*Instrucciones*.
**A.** Según el texto sobre Gournay, ¿quién escribió el Guzmán de Alfarache?
**B.** Di si cada afirmación coincide con el texto sobre Gournay. Responde sí o no y cita las palabras exactas del texto que lo deciden. (i) Gournay atribuye esas actitudes a una prudencia verdadera. (ii) Los ricos y viciosos son servidos por buenos criados. (iii) El desprecio hacia Gournay llegó cuando se supo que era pobre.
**C.** Retoma el texto sobre Gournay y sigue escribiéndolo a partir de su última frase.

*Texto*.
· · · ·
Gournay denuncia que estas actitudes no provienen de una prudencia verdadera, sino de espíritus “groseros y de baja ley”, incapaces de distinguir entre lo justo y lo injusto. Al despreciar el coraje del débil, aumentan la ignominia del injusto y convierten la virtud en un objeto de burla. Lo hacen, además, movidos por interés: quienes se mofan del sufrimiento ajeno son los mismos que aprovechan los favores y recursos de los demás como si fueran “vacas lecheras”.
Lo pernicioso del género humano
Una de las cosas que abrió los ojos a Narie con respecto a la adversidad, es el carácter pernicioso del ser humano. un juez, al ser advertido de que el anciano condenado a pagar el impuesto de los plebeyos era en realidad un gentilhombre, responde con frialdad: «Bien lo sé, pero él es pobre».
Cita al autor del Guzmán de Alfarache, obra picaresca escrita por Mateo Alemán, a quien describe como un hombre docto, sagaz conocedor de la vida humana y suficientemente honesto como para haber experimentado en carne propia la miseria.
El pasaje que recoge es estremecedor: el pobre virtuoso es presentado como una moneda que no circula, un desecho social, objeto de burla y sospecha constante. Nada de lo que hace se interpreta con benevolencia: si aconseja, lo murmuran; si obra con virtud, lo acusan de engaño; si comete una falta leve, lo llaman blasfemo. Vive marginado, despojado de sus derechos, sin ayuda ni consuelo, y reducido a esperar una recompensa en la otra vida por las afrentas de esta. La metáfora final —el pobre virtuoso como carne muerta comida por perros— muestra crudamente cómo la sociedad convierte al desdichado en presa de los necios.
Gournay subraya además otra enseñanza de Alemán: la corrupción llega hasta el mismo hogar, donde los pobres y virtuosos deben servir a criados malos, mientras los ricos y viciosos son servidos por buenos criados. La balanza social está tan invertida que nunca se da el “milagro” de que un rico sea tonto o un pobre sea sabio a ojos del mundo.
Las mujeres eruditas eran tachadas de “descerebradas”, sobre todo en ambientes cortesanos. Frente a ello, confiesa con ironía que decidió relegar su “leve ciencia” para intentar, al menos, ganar reputación de sentido común. Pero inmediatamente muestra que ni siquiera esa estrategia podía salvarla, porque lo que de verdad pesó contra su nombre no fue su saber, sino la revelación de su pobreza: mientras su fortuna se mantuvo oculta, el “viento popular” le era favorable; cuando salió a la luz su escasez de recursos, vinieron el desprecio y el abandono.
Aquí introduce un paralelismo histórico: al declive del Imperio romano lo acompañó la pérdida de su dignidad, porque el amor desmedido por la riqueza corrompió sus cimientos. La dignidad dejó de medirse por las virtudes y se empezó a medir por el monedero, exactamente lo que, según ella, ocurre en su propio tiempo. La cita final de los versos lo resume: la gloria y el reconocimiento ciudadano ya no dependen de la virtud, sino de la riqueza.
· · · ·
*Fragmentos de datos*.
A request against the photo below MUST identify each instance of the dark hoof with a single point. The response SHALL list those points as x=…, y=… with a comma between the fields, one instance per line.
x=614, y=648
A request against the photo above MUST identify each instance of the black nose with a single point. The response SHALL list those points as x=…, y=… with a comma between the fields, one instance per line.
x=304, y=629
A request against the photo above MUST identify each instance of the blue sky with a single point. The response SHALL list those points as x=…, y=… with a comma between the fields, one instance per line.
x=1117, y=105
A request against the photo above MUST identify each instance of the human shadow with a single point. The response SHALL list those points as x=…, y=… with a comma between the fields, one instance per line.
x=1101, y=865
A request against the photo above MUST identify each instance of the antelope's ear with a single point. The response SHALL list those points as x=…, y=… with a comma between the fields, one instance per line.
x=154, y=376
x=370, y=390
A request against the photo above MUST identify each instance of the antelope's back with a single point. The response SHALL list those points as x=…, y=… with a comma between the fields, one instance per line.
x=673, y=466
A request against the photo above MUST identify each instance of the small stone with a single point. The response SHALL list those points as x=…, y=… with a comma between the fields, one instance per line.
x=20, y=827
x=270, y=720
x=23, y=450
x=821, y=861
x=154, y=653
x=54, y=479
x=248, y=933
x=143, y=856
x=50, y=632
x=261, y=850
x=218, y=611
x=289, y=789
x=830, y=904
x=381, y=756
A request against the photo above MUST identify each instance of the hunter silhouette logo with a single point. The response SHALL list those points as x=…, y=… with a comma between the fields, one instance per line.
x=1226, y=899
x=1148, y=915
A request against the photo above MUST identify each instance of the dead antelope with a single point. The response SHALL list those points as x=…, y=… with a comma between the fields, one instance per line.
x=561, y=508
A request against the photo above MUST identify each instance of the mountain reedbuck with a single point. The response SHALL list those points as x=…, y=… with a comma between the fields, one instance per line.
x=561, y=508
· · · ·
*Tareas resueltas*.
**A.** Mateo Alemán.

**B.**
(i) No: «estas actitudes no provienen de una prudencia verdadera»
(ii) Sí: «los ricos y viciosos son servidos por buenos criados»
(iii) Sí: «cuando salió a la luz su escasez de recursos, vinieron el desprecio y el abandono»

**C.**
Ciencias
En cuanto a las ciencias y las letras, o intenta justificar aquí el valor de las letras y las ciencias, sino que se pregunta por qué, si no se le concede el lugar de sabia, tampoco se le deja disfrutar tranquilamente del “pasaporte de la ignorancia”. Su queja es clara: tanto su supuesta erudición como su supuesta ignorancia sirven por igual de motivo de burla.
Con un tono entre irónico y resignado, recuerda que aprendió latín de manera autodidacta, cotejando traducciones con los textos originales, sin maestros, sin manuscritos, sin acceso a los saberes “oficiales” que daban prestigio. Y aunque logró algo tan notable, se reprocha a sí misma no dominar la gramática con precisión, no hablar con seguridad, no tener griego ni hebreo, ni conocimientos de lógica, física, metafísica o matemáticas, ni siquiera coleccionar medallas antiguas, objeto de moda entre los eruditos de su tiempo. Es decir, frente a los doctos de academia, se presenta como una “sabia incompleta”, vulnerable a la mofa.
El clímax llega con su súplica: que se le permita, al menos, descansar en un lugar definido, sea entre doctos, ignorantes, humanos o bestias, en vez de estar siempre en medio, objeto de crítica por ambas partes. Y remata con un giro cómico-filosófico al evocar a Aristipo, quien, frente a una dificultad lógica, respondió: “¿Por qué voy a desatar esta dificultad, si atada me estorba?”. Así, se compara a sí misma con quien no necesita resolver lo insoluble: su falta de lógica formal se vuelve aquí un argumento de ingenio.
Reconoce que, además de ser mujer estudiosa —ya un motivo de burla en su tiempo—, se la señalaba por practicar una disciplina considerada “locura”. Sin embargo, su defensa no es ingenua, sino bien construida.
Primero, relativiza el juicio de locura: recuerda que emperadores, reyes y grandes sabios se han interesado en la alquimia, lo que basta para demostrar que no es una práctica marginal ni absurda. Luego señala un punto más profundo: es un error juzgar como insensato aquello cuyos secretos permanecen ocultos. La alquimia, aunque no entregue resultados visibles a todos, contiene un valor en sí misma como investigación cuidadosa de la naturaleza.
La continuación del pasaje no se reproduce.